PROVIDED TEXT.
-- Start --

Tuesday, September 7, 2010

An Artistic Style Originated by a Woman....

In a previous blog, I mentioned an Italian woman, Rosalba Carriera (1675-1757), who was a famous pastel painter. Her fame is even greater than pastel for she is considered the first woman in history to initiate a new style of art. At the time, it was called goût moderne. Today, we refer to the style as "rococo."

Carriera was born in Venice to a government clerk and a lace maker. Her early works were lace patterns, but sometime later she began painting miniature portraits for snuffboxes. The beauty of her miniatures and the loose, spontaneous brushstroke of this new style led to fame and acceptance at the very highest levels. In addition to creating a style of painting, there were many more "firsts" from this talented and innovative artist.

She painted finished portraits with pastels on paper - at a time when pastels were considered ideal for sketching only. She promoted the use of tempera on ivory instead of using vellum. She was such a good artist that she was accepted into the French Royal Academy even though it had previously banned women. She made a very fine living from the commissions she received from monarchy, wealthy patrons and collectors throughout Europe - allowing her to be the sole support of her self, her mother and her unmarried sister. Needless to say, she inspired many other women artists.

-- End --

ENTRIES PROVIDED.
-- Start --

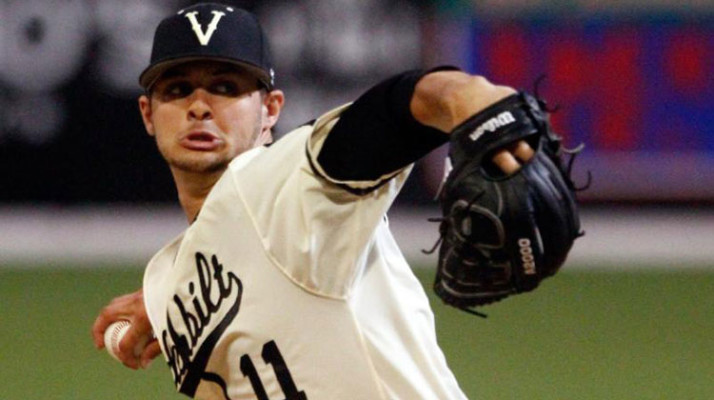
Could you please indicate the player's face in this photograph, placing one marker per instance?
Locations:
(204, 114)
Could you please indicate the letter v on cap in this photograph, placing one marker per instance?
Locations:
(204, 37)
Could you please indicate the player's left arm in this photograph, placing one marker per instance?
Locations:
(403, 118)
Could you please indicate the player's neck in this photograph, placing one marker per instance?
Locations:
(192, 188)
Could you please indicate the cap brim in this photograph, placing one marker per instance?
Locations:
(151, 74)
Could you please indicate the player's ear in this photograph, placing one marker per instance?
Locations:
(272, 105)
(145, 109)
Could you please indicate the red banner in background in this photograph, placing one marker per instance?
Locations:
(639, 93)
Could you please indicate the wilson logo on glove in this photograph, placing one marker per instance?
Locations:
(492, 124)
(527, 256)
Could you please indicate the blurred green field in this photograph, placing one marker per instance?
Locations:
(600, 334)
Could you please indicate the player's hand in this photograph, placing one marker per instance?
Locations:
(445, 99)
(129, 307)
(510, 159)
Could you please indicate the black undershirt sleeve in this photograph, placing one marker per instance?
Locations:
(377, 134)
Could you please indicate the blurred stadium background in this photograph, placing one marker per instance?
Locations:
(85, 199)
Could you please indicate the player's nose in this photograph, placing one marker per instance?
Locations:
(199, 106)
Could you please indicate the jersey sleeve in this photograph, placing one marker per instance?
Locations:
(378, 135)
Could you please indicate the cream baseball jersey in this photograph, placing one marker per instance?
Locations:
(288, 286)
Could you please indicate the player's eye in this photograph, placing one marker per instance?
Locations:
(225, 88)
(176, 90)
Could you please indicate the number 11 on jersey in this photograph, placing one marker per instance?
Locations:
(271, 355)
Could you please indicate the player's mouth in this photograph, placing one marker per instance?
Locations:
(201, 141)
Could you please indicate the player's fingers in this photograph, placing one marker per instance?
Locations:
(506, 161)
(127, 354)
(122, 307)
(151, 351)
(522, 150)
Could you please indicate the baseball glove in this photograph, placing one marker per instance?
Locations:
(502, 234)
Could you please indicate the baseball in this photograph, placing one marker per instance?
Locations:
(113, 336)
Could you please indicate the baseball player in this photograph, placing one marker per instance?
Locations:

-- End --

GIVEN REQUEST 1. In one to three sentences, explain what the blog post on Rosalba Carriera says allowed her to be the sole support of herself, her mother, and her unmarried sister.
GIVEN REQUEST 2. Print the passage of the blog post on Rosalba Carriera starting at "She painted finished" and ending at "other women artists.".

ANSWER 1. She earned a very fine living from the commissions she received from monarchy, wealthy patrons, and collectors throughout Europe. That income allowed her to support herself, her mother, and her unmarried sister.

ANSWER 2.
She painted finished portraits with pastels on paper - at a time when pastels were considered ideal for sketching only. She promoted the use of tempera on ivory instead of using vellum. She was such a good artist that she was accepted into the French Royal Academy even though it had previously banned women. She made a very fine living from the commissions she received from monarchy, wealthy patrons and collectors throughout Europe - allowing her to be the sole support of her self, her mother and her unmarried sister. Needless to say, she inspired many other women artists.